* _Activity_
Locate every line in the records below that contains the word "gravel", and copy each one.

* _Input data_
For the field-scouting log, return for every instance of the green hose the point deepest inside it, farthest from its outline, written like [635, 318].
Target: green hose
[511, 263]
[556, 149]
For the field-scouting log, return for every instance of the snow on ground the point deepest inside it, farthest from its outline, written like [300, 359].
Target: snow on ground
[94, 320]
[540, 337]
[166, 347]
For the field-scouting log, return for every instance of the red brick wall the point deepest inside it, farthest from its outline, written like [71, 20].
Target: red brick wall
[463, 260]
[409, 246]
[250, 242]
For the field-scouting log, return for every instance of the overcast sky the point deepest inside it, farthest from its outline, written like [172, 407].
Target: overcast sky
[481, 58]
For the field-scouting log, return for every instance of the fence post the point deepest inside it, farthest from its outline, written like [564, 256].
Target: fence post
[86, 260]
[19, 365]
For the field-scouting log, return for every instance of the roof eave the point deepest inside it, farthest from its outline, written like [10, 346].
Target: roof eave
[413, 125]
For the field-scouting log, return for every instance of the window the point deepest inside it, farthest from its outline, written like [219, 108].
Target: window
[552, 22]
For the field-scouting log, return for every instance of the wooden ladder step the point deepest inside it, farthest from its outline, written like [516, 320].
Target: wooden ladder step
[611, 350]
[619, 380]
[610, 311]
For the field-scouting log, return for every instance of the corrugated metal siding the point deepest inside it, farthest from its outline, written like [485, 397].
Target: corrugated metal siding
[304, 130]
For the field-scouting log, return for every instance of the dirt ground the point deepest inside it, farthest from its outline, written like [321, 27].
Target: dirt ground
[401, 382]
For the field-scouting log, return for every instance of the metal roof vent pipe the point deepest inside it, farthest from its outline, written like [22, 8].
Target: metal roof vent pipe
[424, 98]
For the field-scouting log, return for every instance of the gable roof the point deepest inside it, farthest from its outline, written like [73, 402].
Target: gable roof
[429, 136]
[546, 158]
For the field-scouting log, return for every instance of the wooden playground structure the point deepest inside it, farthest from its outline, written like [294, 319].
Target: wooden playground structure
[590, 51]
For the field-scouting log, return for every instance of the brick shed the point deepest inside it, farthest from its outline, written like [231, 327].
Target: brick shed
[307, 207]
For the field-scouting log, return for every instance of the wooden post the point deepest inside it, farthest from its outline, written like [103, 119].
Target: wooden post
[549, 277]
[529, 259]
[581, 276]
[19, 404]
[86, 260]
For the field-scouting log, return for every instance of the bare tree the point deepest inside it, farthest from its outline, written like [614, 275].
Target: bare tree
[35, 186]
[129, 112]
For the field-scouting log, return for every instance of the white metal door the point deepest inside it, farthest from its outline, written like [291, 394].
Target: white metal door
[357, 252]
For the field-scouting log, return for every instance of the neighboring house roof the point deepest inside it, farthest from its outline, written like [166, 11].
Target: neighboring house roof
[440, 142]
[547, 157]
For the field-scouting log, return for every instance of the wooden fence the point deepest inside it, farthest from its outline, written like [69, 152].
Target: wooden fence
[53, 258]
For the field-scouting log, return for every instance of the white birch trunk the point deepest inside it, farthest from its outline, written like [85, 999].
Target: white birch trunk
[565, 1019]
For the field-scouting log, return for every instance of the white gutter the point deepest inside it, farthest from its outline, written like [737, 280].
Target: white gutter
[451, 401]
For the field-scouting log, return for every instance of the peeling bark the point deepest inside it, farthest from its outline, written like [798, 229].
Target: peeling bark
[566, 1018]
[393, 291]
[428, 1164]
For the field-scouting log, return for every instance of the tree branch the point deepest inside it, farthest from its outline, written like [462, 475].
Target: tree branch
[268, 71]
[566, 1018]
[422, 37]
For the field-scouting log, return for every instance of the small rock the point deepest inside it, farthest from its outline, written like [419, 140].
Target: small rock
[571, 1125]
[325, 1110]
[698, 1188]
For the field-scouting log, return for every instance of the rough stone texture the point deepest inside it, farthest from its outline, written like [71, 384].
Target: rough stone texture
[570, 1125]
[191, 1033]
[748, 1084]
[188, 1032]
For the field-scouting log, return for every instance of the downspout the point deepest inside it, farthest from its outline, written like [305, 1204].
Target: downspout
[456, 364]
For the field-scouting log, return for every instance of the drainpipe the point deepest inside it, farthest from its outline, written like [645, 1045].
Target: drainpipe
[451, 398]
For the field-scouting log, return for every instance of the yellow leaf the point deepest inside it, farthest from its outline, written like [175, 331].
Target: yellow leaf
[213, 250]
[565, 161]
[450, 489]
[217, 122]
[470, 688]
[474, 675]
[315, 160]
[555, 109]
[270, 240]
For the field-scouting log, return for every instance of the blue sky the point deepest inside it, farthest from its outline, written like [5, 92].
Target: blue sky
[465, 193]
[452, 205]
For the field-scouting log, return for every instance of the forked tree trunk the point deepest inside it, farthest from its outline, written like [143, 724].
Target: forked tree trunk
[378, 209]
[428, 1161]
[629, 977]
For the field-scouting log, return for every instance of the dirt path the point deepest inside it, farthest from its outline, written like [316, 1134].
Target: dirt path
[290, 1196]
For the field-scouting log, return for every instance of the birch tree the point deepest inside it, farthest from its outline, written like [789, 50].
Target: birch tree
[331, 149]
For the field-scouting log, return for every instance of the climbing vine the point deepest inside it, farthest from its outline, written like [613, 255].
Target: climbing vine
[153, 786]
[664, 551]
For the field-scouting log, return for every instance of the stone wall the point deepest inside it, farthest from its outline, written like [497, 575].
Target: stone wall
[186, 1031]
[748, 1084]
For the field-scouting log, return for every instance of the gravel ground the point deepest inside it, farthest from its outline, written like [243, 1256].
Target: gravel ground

* _Written solution_
For the field-scouting log, return for every instance of the gravel ground the point deepest inside it, farthest from its outline, written like [243, 1256].
Target: gravel ground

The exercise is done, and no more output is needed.